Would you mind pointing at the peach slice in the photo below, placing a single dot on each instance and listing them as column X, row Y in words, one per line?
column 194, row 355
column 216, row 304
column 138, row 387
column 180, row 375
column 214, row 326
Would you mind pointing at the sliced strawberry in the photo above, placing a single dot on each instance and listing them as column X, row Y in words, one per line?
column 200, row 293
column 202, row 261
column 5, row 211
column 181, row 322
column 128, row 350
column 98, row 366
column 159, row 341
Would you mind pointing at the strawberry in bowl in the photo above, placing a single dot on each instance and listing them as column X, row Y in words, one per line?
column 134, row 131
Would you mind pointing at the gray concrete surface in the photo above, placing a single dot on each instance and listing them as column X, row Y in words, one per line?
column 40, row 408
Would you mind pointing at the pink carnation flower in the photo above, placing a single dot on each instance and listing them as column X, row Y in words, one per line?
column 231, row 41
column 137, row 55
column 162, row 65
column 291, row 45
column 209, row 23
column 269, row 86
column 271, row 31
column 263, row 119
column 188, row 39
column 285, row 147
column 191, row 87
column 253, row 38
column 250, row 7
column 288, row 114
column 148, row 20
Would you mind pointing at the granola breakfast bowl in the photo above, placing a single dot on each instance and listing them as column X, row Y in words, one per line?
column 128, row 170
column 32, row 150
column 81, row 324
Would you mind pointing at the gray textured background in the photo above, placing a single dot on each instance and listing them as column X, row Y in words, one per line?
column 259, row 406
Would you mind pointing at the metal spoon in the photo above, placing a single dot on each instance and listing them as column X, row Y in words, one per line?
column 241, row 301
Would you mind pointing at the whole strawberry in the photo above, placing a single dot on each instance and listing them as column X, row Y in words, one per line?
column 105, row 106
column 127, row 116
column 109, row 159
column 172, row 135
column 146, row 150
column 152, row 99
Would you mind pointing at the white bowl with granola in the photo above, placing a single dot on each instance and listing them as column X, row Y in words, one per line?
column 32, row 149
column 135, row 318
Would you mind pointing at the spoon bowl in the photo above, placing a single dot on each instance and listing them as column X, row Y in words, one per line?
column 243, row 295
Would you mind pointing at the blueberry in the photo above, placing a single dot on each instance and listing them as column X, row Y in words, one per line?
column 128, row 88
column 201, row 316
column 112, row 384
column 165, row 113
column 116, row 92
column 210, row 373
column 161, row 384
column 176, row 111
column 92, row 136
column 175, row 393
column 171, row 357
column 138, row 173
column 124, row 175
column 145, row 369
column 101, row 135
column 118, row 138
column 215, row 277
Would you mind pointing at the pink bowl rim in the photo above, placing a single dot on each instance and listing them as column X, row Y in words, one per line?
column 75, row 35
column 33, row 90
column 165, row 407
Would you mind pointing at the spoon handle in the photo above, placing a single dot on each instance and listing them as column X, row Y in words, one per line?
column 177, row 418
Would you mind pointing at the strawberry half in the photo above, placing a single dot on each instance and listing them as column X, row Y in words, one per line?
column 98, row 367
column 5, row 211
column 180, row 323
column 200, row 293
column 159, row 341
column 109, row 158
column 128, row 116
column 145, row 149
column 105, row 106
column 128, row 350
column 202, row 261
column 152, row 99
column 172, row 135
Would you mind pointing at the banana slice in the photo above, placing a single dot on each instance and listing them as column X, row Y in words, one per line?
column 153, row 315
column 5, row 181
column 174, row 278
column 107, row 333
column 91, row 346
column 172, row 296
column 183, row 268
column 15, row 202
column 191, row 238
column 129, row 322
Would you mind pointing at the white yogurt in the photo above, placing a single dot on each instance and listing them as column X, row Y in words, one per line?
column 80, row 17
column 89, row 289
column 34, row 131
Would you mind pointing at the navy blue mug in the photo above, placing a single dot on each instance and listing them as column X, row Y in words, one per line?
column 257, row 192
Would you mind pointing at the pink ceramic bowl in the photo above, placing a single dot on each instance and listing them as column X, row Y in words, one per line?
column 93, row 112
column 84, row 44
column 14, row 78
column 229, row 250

★ ★ ★

For this exercise, retype the entire listing exactly.

**EXERCISE SOLUTION**
Would you mind pointing at the peach slice in the photo below, placing a single dot on each instance and listing them as column X, row Y in words, one per line?
column 194, row 355
column 216, row 304
column 138, row 387
column 180, row 375
column 214, row 326
Would you mind pointing at the sliced strawberry in the photo above, placing a single dot on each instance and listing them as column X, row Y in words, one per line?
column 200, row 293
column 202, row 261
column 5, row 211
column 181, row 322
column 128, row 350
column 98, row 366
column 159, row 341
Would you mind pointing at the strawberry in bowl in the photo above, placing a single dot on each instance and listing them as column X, row Y in words, one per line?
column 134, row 131
Would you mind pointing at the gray concrete surface in the photo above, placing a single dot on each instance and listing them as column X, row Y in words, one per line?
column 40, row 408
Would you mind pointing at the pink carnation flower in the photo above, placing a single dot on each instance and listing them as column X, row Y in words, one per line?
column 231, row 41
column 137, row 55
column 162, row 65
column 291, row 45
column 209, row 23
column 269, row 86
column 271, row 31
column 263, row 119
column 188, row 39
column 285, row 147
column 191, row 87
column 253, row 38
column 250, row 7
column 288, row 114
column 148, row 20
Would you mind pointing at the granola breakfast bowl in the photo above, placing a single dot on each instance and listing them as column X, row Y in words, one per line?
column 128, row 170
column 32, row 150
column 81, row 324
Would you mind pointing at the gray textured background in the photo above, placing a single dot on each instance and listing them as column X, row Y in words, one per line?
column 259, row 406
Would you mind pointing at the metal spoon in the photo above, placing a single dot on each instance and listing them as column X, row Y in words, one per line?
column 241, row 301
Would you mind pointing at the whole strawberry in the photo above, placing a single dot on each instance and listing them as column X, row Y in words, one per line?
column 105, row 106
column 127, row 116
column 109, row 159
column 172, row 135
column 146, row 150
column 152, row 99
Would you mind pointing at the white bowl with granola in the photo above, placing a single dot on each instance and listing them as column X, row Y in words, one per line?
column 32, row 149
column 135, row 318
Would you mind pointing at the spoon bowl in the photo above, placing a single dot on each instance and listing them as column X, row Y in words, one per line?
column 243, row 295
Would you mind pointing at the blueberry in the photo above, placing a single dot on each instance and listing them as column X, row Y in words, one per line?
column 128, row 88
column 201, row 316
column 112, row 384
column 165, row 113
column 116, row 92
column 210, row 373
column 161, row 384
column 176, row 111
column 92, row 136
column 175, row 393
column 171, row 357
column 138, row 173
column 124, row 175
column 145, row 369
column 101, row 135
column 118, row 138
column 215, row 277
Would you mind pointing at the pink bowl rim in the photo above, placing a single dot on each instance and listing them as column X, row Y in words, one per line?
column 75, row 35
column 33, row 90
column 165, row 407
Would you mind pointing at the spoon handle in the photo above, placing a single dot on each instance and listing them as column X, row Y in words, one per line?
column 177, row 418
Would you mind pointing at the strawberry half in the photo above, placing a single dot on each instance and listing them as column X, row Y in words, one per line?
column 98, row 367
column 5, row 211
column 180, row 323
column 200, row 293
column 159, row 341
column 109, row 158
column 128, row 116
column 145, row 149
column 105, row 106
column 128, row 350
column 202, row 261
column 152, row 99
column 172, row 135
Would you mind pointing at the banana slice in the photo above, placing a single dot on each instance and listing them as column X, row Y in words, one per line?
column 153, row 315
column 5, row 181
column 174, row 278
column 107, row 333
column 91, row 346
column 172, row 296
column 183, row 268
column 15, row 202
column 191, row 238
column 129, row 322
Would you mind pointing at the white yogurt in the photo above, placing a single dot on each instance and listing them as column X, row Y in words, one per line?
column 80, row 17
column 89, row 289
column 34, row 131
Would you mind pointing at the navy blue mug in the photo above, placing a single dot on each instance and listing them as column X, row Y in words, one per line?
column 257, row 192
Would you mind pointing at the pink ceramic bowl in the photo above, placing a single dot on each instance and listing them as column X, row Y in words, one per line?
column 93, row 112
column 84, row 44
column 14, row 78
column 229, row 250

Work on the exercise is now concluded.